Aufgaben zur Übung =>
1. Fassen Sie den Textausschnitt zum Machtkampf im Thüringer BSW in zwei Sätzen zusammen.
2. Setzen Sie den Textausschnitt zum Machtkampf im Thüringer BSW nach seinem letzten Satz fort.

Textausschnitt =>
In Thüringen soll Vize-Regierungschefin Katja Wolf vom BSW-Landesvorsitz verdrängt werden. Parteichefin Sahra Wagenknecht erhöht nochmals deutlich den Druck auf die Ministerin.
Im parteiinternen Kampf um die Spitze des Thüringer BSW hat sich die Bundesvorsitzende Sahra Wagenknecht offen gegen die bisherige Landeschefin Katja Wolf und deren Co-Vorsitzenden Steffen Schütz gestellt. Sie sei „erstaunt über die erneute Kandidatur“ der beiden, sagt sie dem stern.
„Ich war davon ausgegangen, dass es in Thüringen längst Konsens war, Partei- und Regierungsamt zu trennen, was ja auch sinnvoll ist“, erklärte Wagenknecht.
Damit äußert sich die BSW-Chefin erstmals öffentlich zu einem eskalierenden Konflikt, der die Koalition in Thüringen gefährdet. Wolf ist stellvertretende Ministerpräsidentin und Finanzministerin im Kabinett von CDU-Regierungschef Mario Voigt. Schütz amtiert als Infrastrukturminister.

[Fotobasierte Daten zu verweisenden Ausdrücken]
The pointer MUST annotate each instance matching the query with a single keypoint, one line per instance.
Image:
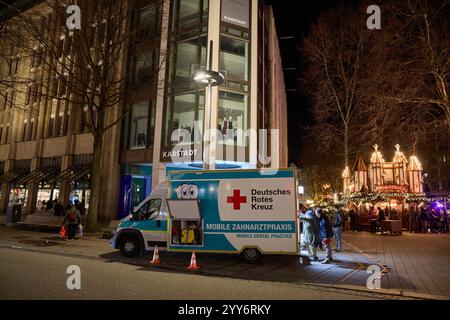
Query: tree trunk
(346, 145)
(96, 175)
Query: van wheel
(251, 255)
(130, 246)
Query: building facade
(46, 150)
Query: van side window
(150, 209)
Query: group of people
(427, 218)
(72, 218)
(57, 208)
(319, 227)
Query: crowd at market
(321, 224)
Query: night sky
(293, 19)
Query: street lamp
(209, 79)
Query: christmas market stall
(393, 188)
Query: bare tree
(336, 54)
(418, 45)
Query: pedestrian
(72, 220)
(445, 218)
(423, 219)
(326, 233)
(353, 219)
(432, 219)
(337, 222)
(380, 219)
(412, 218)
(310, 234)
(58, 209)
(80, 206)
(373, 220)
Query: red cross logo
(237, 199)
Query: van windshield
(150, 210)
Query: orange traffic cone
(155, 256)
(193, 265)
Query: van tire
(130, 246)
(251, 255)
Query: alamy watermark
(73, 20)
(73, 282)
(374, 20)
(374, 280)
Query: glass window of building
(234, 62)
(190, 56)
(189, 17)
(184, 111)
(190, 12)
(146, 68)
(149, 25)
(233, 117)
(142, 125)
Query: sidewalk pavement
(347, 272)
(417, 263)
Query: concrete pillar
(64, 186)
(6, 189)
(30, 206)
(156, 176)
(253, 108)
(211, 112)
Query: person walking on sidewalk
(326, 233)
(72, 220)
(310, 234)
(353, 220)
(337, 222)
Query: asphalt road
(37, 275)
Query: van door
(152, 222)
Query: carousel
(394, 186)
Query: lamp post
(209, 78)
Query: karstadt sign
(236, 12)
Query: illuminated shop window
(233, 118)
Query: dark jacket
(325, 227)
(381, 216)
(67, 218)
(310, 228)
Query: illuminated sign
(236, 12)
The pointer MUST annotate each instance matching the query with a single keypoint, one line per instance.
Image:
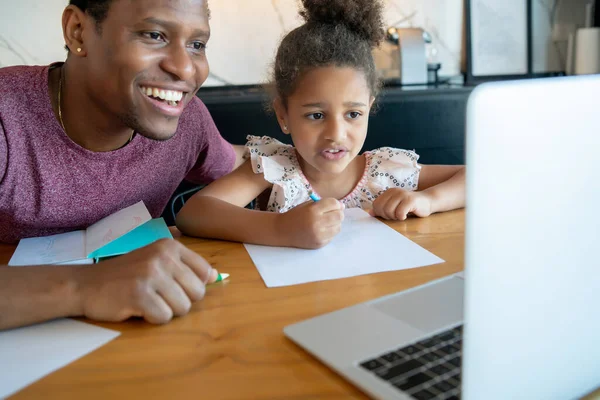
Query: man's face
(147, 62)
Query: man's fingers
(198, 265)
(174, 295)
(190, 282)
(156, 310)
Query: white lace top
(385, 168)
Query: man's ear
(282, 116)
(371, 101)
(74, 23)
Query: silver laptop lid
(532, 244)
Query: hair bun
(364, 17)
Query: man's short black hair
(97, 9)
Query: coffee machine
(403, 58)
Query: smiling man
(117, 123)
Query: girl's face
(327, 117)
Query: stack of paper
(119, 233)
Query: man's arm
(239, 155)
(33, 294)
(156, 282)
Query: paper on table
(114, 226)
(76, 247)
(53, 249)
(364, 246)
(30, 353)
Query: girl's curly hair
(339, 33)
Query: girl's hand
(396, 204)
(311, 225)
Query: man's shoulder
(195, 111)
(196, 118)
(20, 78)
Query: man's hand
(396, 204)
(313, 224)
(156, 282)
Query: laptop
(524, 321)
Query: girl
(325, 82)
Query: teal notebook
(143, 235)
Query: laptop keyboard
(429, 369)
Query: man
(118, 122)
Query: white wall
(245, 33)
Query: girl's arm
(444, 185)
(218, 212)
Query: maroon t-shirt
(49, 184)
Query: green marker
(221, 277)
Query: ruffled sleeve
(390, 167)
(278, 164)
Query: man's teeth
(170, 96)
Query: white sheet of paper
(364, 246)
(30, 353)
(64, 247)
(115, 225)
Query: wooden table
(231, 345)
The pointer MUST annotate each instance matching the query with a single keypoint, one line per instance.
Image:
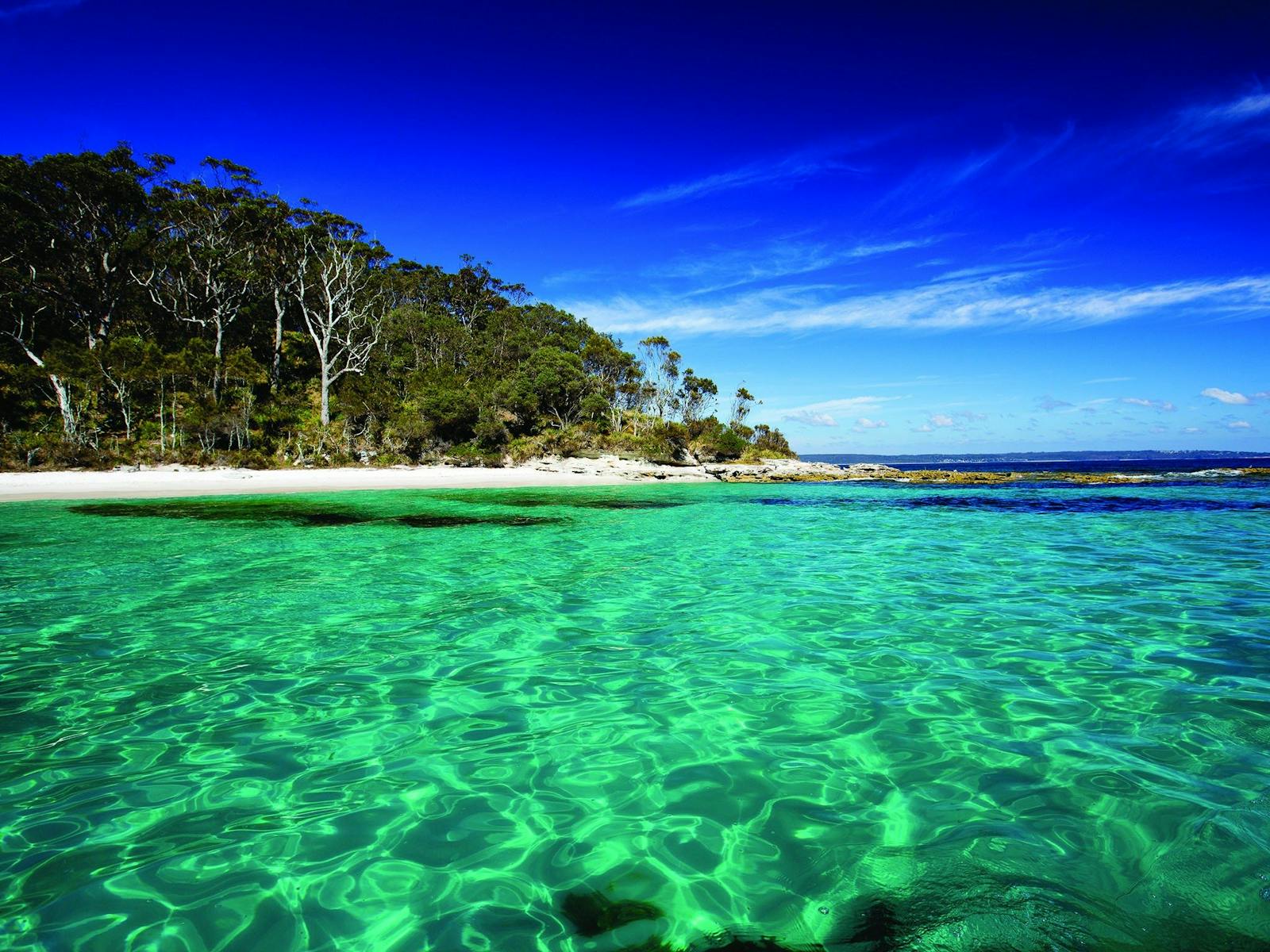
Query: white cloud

Ergebnisse je Aufgabe =>
1. Im Kampf um die Spitze des Thüringer BSW stellt sich die Bundesvorsitzende Sahra Wagenknecht offen gegen die erneute Kandidatur von Landeschefin Katja Wolf und Co-Vorsitzendem Steffen Schütz und erklärt, sie sei von einem Konsens ausgegangen, Partei- und Regierungsamt zu trennen. Damit äußert sie sich erstmals öffentlich zu dem eskalierenden Konflikt, der die Koalition gefährdet, in der Wolf stellvertretende Ministerpräsidentin und Finanzministerin unter CDU-Regierungschef Mario Voigt und Schütz Infrastrukturminister ist.

2.
Sahra Wagenknecht ergreift Partei
Beide bewerben sich auf dem Landesparteitag am 26. April erneut als Landesvorsitzende. Allerdings gibt es Konkurrenz: Die Landtagsabgeordnete Anke Wirsing und mehrere andere Wagenknecht nahestehende Mitstreiter treten als Team gegen den aktuellen Landesvorstand um Wolf an.
Die Angreifer werden dabei vom Bundesvorstand unterstützt. Sie seien „gut geeignet“, erklärte BSW-Generalsekretär Christian Leye im MDR. „Ich halte grundsätzlich eine Trennung von Ministeramt und Landesvorsitz für sinnvoll“, sagte die Co-Vorsitzende Amira Mohamed Ali dem „Spiegel“.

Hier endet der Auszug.